- GOAL -
Please present all of the records below as a numbered list, leaving out any blank lines.

═══ MATERIALS PROVIDED ═══

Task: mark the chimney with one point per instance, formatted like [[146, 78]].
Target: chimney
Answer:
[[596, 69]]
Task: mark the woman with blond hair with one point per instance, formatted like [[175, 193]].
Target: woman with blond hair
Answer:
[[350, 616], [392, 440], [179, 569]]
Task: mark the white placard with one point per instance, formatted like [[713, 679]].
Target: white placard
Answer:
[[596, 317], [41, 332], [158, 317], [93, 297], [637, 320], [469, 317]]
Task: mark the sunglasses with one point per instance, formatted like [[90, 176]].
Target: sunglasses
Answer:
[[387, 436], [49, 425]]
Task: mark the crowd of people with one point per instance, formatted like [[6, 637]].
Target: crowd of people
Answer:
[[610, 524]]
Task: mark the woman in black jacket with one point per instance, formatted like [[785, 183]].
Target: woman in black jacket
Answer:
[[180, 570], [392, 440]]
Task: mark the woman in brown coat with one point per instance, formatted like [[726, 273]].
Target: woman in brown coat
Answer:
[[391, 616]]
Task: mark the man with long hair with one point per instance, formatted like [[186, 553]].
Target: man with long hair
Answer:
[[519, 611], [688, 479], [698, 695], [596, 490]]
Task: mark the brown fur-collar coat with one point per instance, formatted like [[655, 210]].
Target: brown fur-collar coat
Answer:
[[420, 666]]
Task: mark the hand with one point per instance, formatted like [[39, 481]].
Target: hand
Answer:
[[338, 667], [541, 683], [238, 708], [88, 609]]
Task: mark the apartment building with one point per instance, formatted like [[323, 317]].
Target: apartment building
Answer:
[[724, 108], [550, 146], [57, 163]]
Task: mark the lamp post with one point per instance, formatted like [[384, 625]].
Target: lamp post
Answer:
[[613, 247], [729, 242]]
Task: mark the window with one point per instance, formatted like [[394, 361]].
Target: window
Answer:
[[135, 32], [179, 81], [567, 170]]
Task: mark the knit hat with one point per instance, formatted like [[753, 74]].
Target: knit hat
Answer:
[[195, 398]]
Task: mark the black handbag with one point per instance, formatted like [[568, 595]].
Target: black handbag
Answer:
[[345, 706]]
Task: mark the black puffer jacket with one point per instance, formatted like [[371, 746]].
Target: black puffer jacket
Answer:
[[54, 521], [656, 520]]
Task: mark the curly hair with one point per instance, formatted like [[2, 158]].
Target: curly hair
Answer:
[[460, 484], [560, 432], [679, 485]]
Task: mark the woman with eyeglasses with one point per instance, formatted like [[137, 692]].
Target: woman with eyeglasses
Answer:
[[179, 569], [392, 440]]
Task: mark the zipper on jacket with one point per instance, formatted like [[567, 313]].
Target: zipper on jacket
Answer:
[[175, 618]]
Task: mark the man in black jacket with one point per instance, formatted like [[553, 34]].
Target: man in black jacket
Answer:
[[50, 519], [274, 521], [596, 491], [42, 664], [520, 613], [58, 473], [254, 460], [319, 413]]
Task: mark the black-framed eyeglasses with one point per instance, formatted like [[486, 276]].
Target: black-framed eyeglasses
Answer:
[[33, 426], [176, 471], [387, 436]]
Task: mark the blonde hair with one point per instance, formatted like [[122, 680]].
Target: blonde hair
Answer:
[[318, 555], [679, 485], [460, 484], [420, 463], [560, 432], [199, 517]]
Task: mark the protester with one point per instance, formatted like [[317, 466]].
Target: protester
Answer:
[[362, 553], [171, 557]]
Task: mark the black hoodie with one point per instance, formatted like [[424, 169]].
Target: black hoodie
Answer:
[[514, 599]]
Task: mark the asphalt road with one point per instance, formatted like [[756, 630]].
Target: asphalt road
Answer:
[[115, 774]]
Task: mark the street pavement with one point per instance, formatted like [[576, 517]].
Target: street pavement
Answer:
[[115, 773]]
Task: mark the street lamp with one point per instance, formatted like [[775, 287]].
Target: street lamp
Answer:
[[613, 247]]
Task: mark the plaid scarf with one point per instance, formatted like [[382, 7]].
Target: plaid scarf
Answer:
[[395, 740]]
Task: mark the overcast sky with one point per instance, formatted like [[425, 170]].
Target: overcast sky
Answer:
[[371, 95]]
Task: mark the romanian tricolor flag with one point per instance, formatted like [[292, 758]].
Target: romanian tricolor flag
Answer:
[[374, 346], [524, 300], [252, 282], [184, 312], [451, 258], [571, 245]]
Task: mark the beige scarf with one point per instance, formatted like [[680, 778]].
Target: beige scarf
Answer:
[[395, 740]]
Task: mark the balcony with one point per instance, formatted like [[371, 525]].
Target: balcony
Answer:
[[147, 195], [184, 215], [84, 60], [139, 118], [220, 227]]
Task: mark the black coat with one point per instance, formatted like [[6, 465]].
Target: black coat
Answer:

═══

- RESPONSE -
1. Task: mark the chimney with one point per instance, formatted like [[146, 78]].
2. Target: chimney
3. Answer:
4. [[596, 69]]
5. Task: mark the woman with blond hair with one point per instance, formatted like [[175, 193]].
6. Target: woman with blond hair
7. Answer:
8. [[350, 616], [392, 440], [179, 569]]
9. Task: mark the white placard with one point per instance, formatted like [[713, 679]].
10. Target: white placard
11. Answer:
12. [[596, 317], [41, 332], [158, 317], [93, 297], [637, 320], [469, 317]]
13. Task: mark the sunglasses with one point per instance, formatted like [[90, 176]].
14. Target: sunglasses
15. Answer:
16. [[387, 436], [49, 425]]
17. Task: mark the crowd of people with one point per instance, formatted like [[6, 637]].
18. Target: crowd of people
19. Answer:
20. [[610, 524]]
21. Task: mark the woman in black jacket with one point per instance, formatted like [[785, 183]].
22. Target: woman in black jacket
23. Answer:
24. [[180, 570], [392, 440]]
25. Task: mark the woman in brown coat with one point per instance, formatted like [[726, 273]].
26. Target: woman in brown coat
27. Answer:
28. [[391, 616]]
29. Task: mark the man with long hair with one point per instance, formatted like [[186, 553]].
30. Target: man with long hair
31. Answer:
32. [[519, 611], [688, 479], [698, 695], [596, 490]]
33. Task: mark the brown fur-collar coat with one point per instance, formatted like [[655, 210]].
34. Target: brown fur-collar coat
35. Answer:
36. [[420, 666]]
37. Task: mark the hand with one point per instance, formatted like [[39, 481]].
38. Target: hand
39. Answer:
40. [[338, 667], [541, 683], [238, 708], [88, 609]]
41. Task: mark the apartment building with one point per instance, formatted like [[323, 317]].
42. Target: apartment building
43. Answer:
44. [[724, 108], [550, 146], [57, 163]]
45. Task: mark the lamp post with one point per instance, formatted like [[384, 625]].
46. Target: lamp post
47. Answer:
48. [[613, 247], [729, 242]]
49. Task: mark the window with one point per instance, formatted like [[394, 361]].
50. Target: window
51. Answer:
52. [[135, 32], [179, 81], [567, 170]]
53. Task: mark the knit hat with one point per instance, formatted like [[753, 74]].
54. Target: knit hat
55. Answer:
56. [[195, 398]]
57. Task: mark the black handbag with one point per instance, formatted like [[568, 595]].
58. Target: black handbag
59. Answer:
60. [[345, 706]]
61. Task: mark the black puffer jacket with one point per instance, formatted like [[371, 746]].
62. Target: black puffer jacket
63. Answer:
64. [[54, 521], [656, 520]]
65. Task: mark the curly hair with one point per instance, formatted like [[2, 158]].
66. Target: curly hair
67. Answer:
68. [[460, 484], [560, 432], [679, 485]]
69. Task: mark the woman with eyeglasses with one point per instance, formatted like [[137, 692]].
70. Target: woman with eyeglasses
71. Answer:
72. [[179, 569], [392, 440]]
73. Task: mark the zipper on jacket with one point per instance, formatted like [[567, 313]].
74. Target: zipper on jacket
75. Answer:
76. [[175, 618]]
77. Task: mark the man in black jacket with one point per instance, formatted like [[553, 34]].
78. Target: man in black jacket
79. Answer:
80. [[50, 519], [274, 521], [596, 491], [42, 664], [520, 613], [58, 473], [254, 460], [319, 413]]
81. Task: mark the black-framed eyeglasses with one point per instance, formatted like [[486, 276]].
82. Target: black-framed eyeglasses
83. Answer:
84. [[33, 426], [176, 471], [387, 436]]
85. Task: mark the blonde hair with one point per instance, formatted like [[122, 680]].
86. Target: blonde hair
87. Answer:
88. [[318, 555], [679, 485], [460, 484], [420, 463], [560, 432], [199, 517]]
89. Task: mark the protester with one point per instance, formatted like [[317, 466]].
90. Target: protester
91. Answer:
92. [[362, 553], [171, 557]]
93. Task: mark the black hoodie with one point per instance, formatted like [[424, 169]].
94. Target: black hoodie
95. Answer:
96. [[514, 599]]
97. Task: mark the asphalt road with one point per instance, formatted like [[756, 630]].
98. Target: asphalt road
99. Answer:
100. [[115, 774]]
101. Task: mark the street pavement with one point per instance, formatted like [[576, 517]].
102. Target: street pavement
103. Answer:
104. [[115, 773]]
105. Task: mark the street lamp with one point per instance, formatted like [[775, 287]].
106. Target: street lamp
107. Answer:
108. [[613, 247]]
109. Task: mark the plaid scarf with one point per instance, formatted like [[382, 7]].
110. Target: plaid scarf
111. Answer:
112. [[395, 740]]
113. Task: mark the overcast sky with one point per instance, formatted like [[425, 170]].
114. Target: overcast sky
115. Answer:
116. [[371, 95]]
117. Task: mark the romanian tricolor flag with one point per instance, formatted like [[292, 758]].
118. Target: romanian tricolor flag
119. Answer:
120. [[374, 346], [524, 300], [252, 282], [184, 312], [451, 258], [571, 245]]
121. Task: mark the beige scarf with one point per instance, formatted like [[680, 778]].
122. Target: beige scarf
123. Answer:
124. [[395, 740]]
125. Task: mark the balcony with one point per instance, formatted like [[371, 525]].
126. Target: balcony
127. Answer:
128. [[147, 195], [184, 215], [84, 60], [139, 118], [220, 227]]
129. Task: mark the black coat with one point per instance, formatted like [[6, 465]].
130. Target: black coat
131. Answer:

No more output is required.